● EXERCISE INPUT
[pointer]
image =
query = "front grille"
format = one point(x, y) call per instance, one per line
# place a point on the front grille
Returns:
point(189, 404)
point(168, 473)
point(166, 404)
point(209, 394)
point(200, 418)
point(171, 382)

● WHAT THE EXERCISE ASKS
Convert the rows above into a two-column CSV with the headers "query" and "result". Each row gets one CSV line, with its text under "query" and its answer under "result". Put each field in quotes and replace any line breaks with spaces.

● WORKED SOLUTION
query,result
"[pointer] image = query = ""front grille"" format = one point(x, y) call per instance, one per line # place a point on the front grille Returns:","point(189, 404) point(168, 473) point(166, 404) point(209, 394) point(200, 418) point(171, 382)"